Records for the exercise:
|---|

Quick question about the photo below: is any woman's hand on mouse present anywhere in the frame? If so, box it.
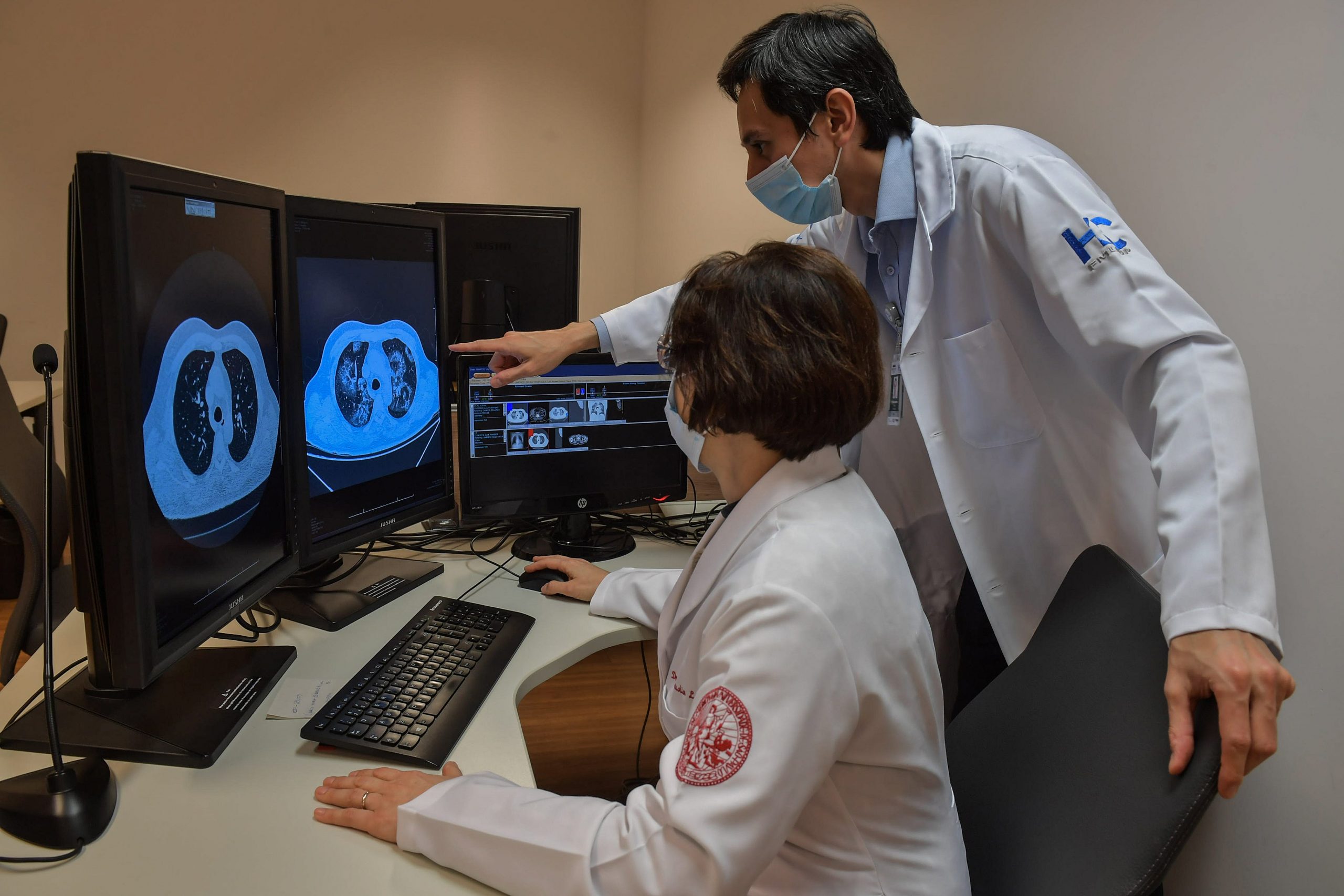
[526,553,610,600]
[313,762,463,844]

|---|

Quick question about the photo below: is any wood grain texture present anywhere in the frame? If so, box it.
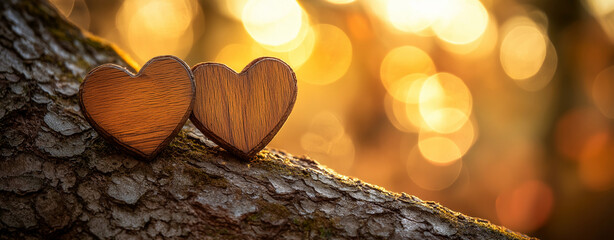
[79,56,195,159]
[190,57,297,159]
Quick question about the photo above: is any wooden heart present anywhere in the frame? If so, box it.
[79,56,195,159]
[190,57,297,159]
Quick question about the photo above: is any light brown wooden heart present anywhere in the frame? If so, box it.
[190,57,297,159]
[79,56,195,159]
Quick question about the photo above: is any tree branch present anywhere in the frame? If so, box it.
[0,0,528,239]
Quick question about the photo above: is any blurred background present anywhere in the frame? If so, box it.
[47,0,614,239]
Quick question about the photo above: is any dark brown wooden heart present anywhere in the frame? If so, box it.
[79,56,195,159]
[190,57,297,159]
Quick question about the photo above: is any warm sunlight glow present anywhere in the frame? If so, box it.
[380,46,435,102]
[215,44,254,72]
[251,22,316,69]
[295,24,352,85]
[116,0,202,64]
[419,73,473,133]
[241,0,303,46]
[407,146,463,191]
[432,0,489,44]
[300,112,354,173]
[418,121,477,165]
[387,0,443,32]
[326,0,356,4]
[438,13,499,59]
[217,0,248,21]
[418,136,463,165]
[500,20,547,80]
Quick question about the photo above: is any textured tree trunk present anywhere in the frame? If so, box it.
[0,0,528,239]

|---|

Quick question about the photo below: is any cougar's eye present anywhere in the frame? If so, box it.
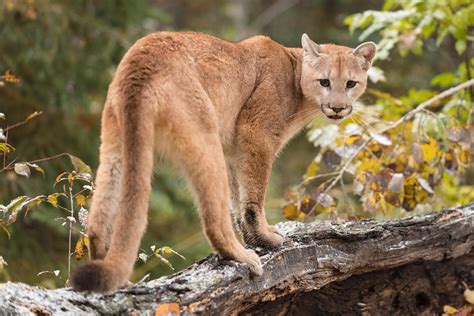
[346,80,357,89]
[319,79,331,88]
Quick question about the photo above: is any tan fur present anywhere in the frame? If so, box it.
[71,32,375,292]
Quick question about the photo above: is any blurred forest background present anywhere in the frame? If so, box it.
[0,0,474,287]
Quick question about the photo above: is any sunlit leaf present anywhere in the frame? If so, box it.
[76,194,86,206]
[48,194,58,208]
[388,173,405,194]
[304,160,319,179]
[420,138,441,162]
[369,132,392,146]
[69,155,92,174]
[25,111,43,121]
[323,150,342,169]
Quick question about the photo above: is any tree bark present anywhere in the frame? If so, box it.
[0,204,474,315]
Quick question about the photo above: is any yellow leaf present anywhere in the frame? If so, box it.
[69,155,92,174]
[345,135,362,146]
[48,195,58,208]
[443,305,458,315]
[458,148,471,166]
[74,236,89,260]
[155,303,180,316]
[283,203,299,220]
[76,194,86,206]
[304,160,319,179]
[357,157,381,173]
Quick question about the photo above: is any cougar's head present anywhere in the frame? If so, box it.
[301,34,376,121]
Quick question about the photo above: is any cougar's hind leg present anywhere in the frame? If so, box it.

|---|

Problem description: Copy out every line unchanged, starting with the line that contains "Quick question about the photo above: is any yellow" and ending with the line that contains "Quick question about the photo above: is any cougar's hind".

Finished answer:
Quick question about the photo above: is any yellow leaf present anywhere in the frame? If so, box it.
[69,155,92,174]
[345,135,362,146]
[48,195,58,208]
[443,305,458,315]
[458,148,471,166]
[74,236,89,260]
[155,303,180,316]
[283,203,299,220]
[76,194,86,206]
[304,160,319,179]
[357,157,381,173]
Quick question about the photo above: is any cougar's head present anywhere in the frame? If so, box it.
[301,34,376,121]
Quick question about the photo above: is any cougar's hind leg present anywhere in the frame? If so, box it.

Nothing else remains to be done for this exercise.